Dieses Element in der Berechnung der Fernwärmepreise thematisierte auch die ARD-Sendung plusminus am 5. Mai. Geothermie wurde leider nicht erwähnt. Der Wärmemarktindex war ursprünglich dazu gedacht, sicherzustellen, dass Fernwärmeversorger sich am Durchschnitt der Wärmepreise in Deutschland orientieren müssen. Der Gedanke dabei war es, Verbraucher:innen vor willkürlichen Preisfestlegungen zu schützen. Steigen jedoch die Preise für fossile Brennstoffe exorbitant, schlägt das auch auf die Fernwärme aus erneuerbaren Quellen durch.

Prof. Christian Buchmüller von der Fachhochschule Heide erklärt dies im Beitrag folgendermaßen: „Wenn ich aus Erneuerbaren meine Wärme erzeuge, da stabile Konditionen habe und über zehn, zwanzig Jahre denselben Preis anbieten könnte, der Markt aber insgesamt im Durchschnitt teurer wird, weil die Fossilen teurer werden, dann muss ich über diesen Markteffekt meinen Preis anheben, obwohl er sich eigentlich gar nicht erhöht. Im Zweifel schwindet dann natürlich die Akzeptanz der Erneuerbaren.“ Nach der Meinung von Verbraucherschützer Thomas Engelke ist die Regelung von 1980 heute nicht mehr zeitgemäß: „Wenn die Verbraucherinnen und Verbraucher die hohen fossilen Energiepreise indirekt mitbezahlen müssen, obwohl sie nur erneuerbare Energien verbrauchen, dann konterkariert das ein Stück weit die Energiewende“, sagt er im Interview mit plusminus. Die Bundesregierung müsse die Verordnung so überarbeiten, dass bei der Preisfindung für erneuerbare Energien die fossilen Energieträger keine Rolle mehr spielten.

————————

### Gestellte Aufgabe A:
Schreibe den Text zu den Fernwärmepreisen vollständig und wortgetreu aus.
Text und Datensätze stehen in keinem Zusammenhang miteinander.

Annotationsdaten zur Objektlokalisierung

————————

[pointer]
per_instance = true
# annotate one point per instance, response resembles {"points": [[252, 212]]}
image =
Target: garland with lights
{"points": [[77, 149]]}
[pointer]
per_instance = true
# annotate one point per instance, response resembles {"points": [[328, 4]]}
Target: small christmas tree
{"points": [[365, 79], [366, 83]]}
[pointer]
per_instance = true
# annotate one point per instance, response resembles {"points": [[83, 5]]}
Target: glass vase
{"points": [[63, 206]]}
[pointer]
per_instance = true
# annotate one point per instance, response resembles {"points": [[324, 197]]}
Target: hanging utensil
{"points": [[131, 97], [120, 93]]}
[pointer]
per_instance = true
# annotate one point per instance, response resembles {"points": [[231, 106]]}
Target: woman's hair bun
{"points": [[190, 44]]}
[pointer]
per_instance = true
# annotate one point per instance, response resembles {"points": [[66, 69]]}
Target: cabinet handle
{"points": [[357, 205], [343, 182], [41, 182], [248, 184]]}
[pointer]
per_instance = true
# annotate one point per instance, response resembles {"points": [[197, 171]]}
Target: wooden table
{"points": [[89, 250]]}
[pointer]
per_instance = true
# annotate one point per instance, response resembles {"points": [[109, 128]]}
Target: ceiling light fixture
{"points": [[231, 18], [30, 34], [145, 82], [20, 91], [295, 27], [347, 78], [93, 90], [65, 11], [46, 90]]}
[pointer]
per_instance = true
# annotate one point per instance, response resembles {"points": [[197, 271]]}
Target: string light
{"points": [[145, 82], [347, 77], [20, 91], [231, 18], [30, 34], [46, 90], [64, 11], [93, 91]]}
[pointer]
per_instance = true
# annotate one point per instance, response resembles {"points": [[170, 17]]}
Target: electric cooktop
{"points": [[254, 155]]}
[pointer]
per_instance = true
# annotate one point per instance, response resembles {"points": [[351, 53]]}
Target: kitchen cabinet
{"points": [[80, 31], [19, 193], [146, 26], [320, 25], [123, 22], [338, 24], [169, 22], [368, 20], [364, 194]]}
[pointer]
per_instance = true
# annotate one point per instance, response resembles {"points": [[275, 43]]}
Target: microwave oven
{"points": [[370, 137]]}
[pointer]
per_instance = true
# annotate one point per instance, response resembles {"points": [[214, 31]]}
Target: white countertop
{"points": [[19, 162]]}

————————

### Gestellte Aufgabe B:
Extrahiere aus den Datensätzen jede Zeile, die die Zeichenfolge „cabinet“ enthält.

### Ergebnis der Aufgabe A:
Dieses Element in der Berechnung der Fernwärmepreise thematisierte auch die ARD-Sendung plusminus am 5. Mai. Geothermie wurde leider nicht erwähnt. Der Wärmemarktindex war ursprünglich dazu gedacht, sicherzustellen, dass Fernwärmeversorger sich am Durchschnitt der Wärmepreise in Deutschland orientieren müssen. Der Gedanke dabei war es, Verbraucher:innen vor willkürlichen Preisfestlegungen zu schützen. Steigen jedoch die Preise für fossile Brennstoffe exorbitant, schlägt das auch auf die Fernwärme aus erneuerbaren Quellen durch.

Prof. Christian Buchmüller von der Fachhochschule Heide erklärt dies im Beitrag folgendermaßen: „Wenn ich aus Erneuerbaren meine Wärme erzeuge, da stabile Konditionen habe und über zehn, zwanzig Jahre denselben Preis anbieten könnte, der Markt aber insgesamt im Durchschnitt teurer wird, weil die Fossilen teurer werden, dann muss ich über diesen Markteffekt meinen Preis anheben, obwohl er sich eigentlich gar nicht erhöht. Im Zweifel schwindet dann natürlich die Akzeptanz der Erneuerbaren.“ Nach der Meinung von Verbraucherschützer Thomas Engelke ist die Regelung von 1980 heute nicht mehr zeitgemäß: „Wenn die Verbraucherinnen und Verbraucher die hohen fossilen Energiepreise indirekt mitbezahlen müssen, obwohl sie nur erneuerbare Energien verbrauchen, dann konterkariert das ein Stück weit die Energiewende“, sagt er im Interview mit plusminus. Die Bundesregierung müsse die Verordnung so überarbeiten, dass bei der Preisfindung für erneuerbare Energien die fossilen Energieträger keine Rolle mehr spielten.

### Ergebnis der Aufgabe B:
Target: cabinet handle
Target: kitchen cabinet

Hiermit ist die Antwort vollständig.